Arbeitsauftrag:
Führe die unten stehende Albumkritik nach ihrem letzten Satz weiter.

*** Quelle

Schon mit dem Opener und Titeltrack wird dieses Konzept greifbar. “Sie fragen mich: Kann ich
inzwischen von der Mucke leben? / Könnt mir noch immer um vier Uhr morgens im Bus
begegnen / Sie fragen mich, ob das Bild, das ich ihnen grad mal’ zu schwarz ist / Abgeturnet
von den Sparauflagen wie Varoufakis.” Der über-MC ist wieder im Tunnel. Und am Ende dieses
Tunnels flackert das Licht der Hoffnung.
Einem ähnlichen Gedanken folgen Songs wie “Alles anders” (mit Labelchef Max Herre), “Was
ihr seht”, “Ernte Dank” (mit Chartstürmer MoTrip und Sänger Maxim) oder das tatsächlich
himmlische “Himmel Berühren”. Sie alle thematisieren, mehr oder weniger explizit, den
Zwiespalt zwischen Starstatus und Alltag.

******
*** Bereitgestelltes Material

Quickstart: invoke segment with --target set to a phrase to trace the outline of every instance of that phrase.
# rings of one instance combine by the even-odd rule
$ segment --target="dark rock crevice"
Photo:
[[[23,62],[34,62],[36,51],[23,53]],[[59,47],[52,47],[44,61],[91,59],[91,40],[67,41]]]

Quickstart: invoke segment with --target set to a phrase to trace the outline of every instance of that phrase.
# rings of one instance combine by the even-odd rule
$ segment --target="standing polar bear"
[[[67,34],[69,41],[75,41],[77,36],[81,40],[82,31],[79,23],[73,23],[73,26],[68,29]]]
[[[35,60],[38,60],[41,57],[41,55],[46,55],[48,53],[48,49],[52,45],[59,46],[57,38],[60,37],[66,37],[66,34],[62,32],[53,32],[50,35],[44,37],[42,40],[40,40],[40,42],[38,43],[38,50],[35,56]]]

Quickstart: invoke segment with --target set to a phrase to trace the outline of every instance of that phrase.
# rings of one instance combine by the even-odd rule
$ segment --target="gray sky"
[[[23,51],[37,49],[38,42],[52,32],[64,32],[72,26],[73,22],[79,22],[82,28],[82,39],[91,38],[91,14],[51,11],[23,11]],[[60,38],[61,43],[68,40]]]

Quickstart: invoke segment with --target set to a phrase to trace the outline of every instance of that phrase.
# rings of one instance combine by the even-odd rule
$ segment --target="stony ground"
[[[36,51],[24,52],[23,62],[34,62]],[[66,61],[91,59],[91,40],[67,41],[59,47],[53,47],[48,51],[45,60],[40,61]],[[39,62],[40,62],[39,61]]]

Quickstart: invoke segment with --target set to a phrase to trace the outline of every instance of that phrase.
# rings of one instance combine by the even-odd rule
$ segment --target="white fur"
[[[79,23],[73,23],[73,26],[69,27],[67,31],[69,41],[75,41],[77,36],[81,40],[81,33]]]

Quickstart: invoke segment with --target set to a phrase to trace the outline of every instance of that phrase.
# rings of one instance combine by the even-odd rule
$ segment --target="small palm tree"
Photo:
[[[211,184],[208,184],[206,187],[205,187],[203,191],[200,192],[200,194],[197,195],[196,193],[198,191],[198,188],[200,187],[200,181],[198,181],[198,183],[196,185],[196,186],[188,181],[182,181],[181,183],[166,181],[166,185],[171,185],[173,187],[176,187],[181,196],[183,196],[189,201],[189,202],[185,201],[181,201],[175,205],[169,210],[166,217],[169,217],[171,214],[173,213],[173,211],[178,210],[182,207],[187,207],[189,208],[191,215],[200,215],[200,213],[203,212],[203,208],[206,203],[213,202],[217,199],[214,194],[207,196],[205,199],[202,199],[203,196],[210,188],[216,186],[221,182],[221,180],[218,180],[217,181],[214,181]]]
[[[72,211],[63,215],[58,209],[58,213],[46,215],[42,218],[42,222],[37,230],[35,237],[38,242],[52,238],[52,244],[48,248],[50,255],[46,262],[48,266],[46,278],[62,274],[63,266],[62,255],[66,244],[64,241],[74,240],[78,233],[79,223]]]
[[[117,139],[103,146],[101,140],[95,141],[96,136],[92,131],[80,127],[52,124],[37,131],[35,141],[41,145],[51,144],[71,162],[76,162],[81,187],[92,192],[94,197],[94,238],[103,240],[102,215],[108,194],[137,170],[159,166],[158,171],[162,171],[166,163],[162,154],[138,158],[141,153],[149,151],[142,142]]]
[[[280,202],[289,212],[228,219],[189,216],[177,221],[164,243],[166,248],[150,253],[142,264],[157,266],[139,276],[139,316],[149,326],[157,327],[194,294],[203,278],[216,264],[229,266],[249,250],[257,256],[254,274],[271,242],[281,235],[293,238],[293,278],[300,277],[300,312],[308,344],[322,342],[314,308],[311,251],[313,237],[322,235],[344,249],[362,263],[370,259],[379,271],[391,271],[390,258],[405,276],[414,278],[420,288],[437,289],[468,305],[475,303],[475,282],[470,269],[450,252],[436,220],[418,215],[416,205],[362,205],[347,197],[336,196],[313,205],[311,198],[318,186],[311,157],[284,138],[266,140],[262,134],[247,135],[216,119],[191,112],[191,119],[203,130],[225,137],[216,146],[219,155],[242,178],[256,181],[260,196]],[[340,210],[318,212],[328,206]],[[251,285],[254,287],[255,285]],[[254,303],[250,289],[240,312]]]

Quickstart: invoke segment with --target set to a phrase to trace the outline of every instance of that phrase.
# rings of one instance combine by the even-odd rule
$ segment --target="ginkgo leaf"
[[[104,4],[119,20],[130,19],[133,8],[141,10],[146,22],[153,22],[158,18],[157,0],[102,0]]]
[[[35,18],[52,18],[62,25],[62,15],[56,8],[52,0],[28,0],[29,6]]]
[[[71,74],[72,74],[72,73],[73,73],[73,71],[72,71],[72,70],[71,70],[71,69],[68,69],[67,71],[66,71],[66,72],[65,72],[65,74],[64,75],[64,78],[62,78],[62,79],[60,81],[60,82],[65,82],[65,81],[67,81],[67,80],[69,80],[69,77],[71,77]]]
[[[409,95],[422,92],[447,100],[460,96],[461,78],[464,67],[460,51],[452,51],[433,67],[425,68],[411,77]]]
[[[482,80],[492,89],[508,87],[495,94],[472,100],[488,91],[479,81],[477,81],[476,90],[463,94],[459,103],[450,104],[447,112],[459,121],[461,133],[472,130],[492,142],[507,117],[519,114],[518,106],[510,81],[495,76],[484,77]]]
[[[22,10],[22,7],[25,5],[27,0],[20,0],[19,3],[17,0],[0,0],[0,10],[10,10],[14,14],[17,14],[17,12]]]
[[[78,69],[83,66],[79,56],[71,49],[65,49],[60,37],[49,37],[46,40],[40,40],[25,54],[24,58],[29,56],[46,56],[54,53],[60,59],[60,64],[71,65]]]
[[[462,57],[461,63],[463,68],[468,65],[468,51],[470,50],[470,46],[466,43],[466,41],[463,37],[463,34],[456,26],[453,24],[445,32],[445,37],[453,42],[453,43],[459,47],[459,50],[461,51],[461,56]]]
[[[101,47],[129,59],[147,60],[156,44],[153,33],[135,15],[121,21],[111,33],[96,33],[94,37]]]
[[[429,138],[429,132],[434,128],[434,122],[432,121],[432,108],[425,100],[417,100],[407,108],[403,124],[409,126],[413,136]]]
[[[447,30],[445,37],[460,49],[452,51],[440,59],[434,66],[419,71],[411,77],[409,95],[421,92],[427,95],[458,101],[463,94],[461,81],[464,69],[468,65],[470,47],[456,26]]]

******

Lösung:
Auf “Schlechter Schlaf” und “Graulila” dagegen besingt Megaloh die Dunkelheit zwischen
diesen Tagen, aus ganz unterschiedlichen Perspektiven. “Schlechter Schlaf” (mit einem
umwerfenden B-Teil von Joy Denalane) reflektiert die Pein scheinbar unendlicher Stunden unter
der Decke des Drucks. Und “Graulila” gibt sich den eitlen Hoffnungen hin, die sich speisen aus
dem Nebel der Nacht und der Macht der Betäubung. Mit schwindelerregender
Selbstverständlichkeit wechselt Megaloh zwischen einem mechanischen Erzählflow aus der
Vorhölle der eigenen Psyche und verhallt-melodischem Post-Trap. Dazwischen ist auch die
Stimme von Tua zu hören, aus einem Paralleluniversum aus vergilbten Fantasien und
enttäuschten Farben.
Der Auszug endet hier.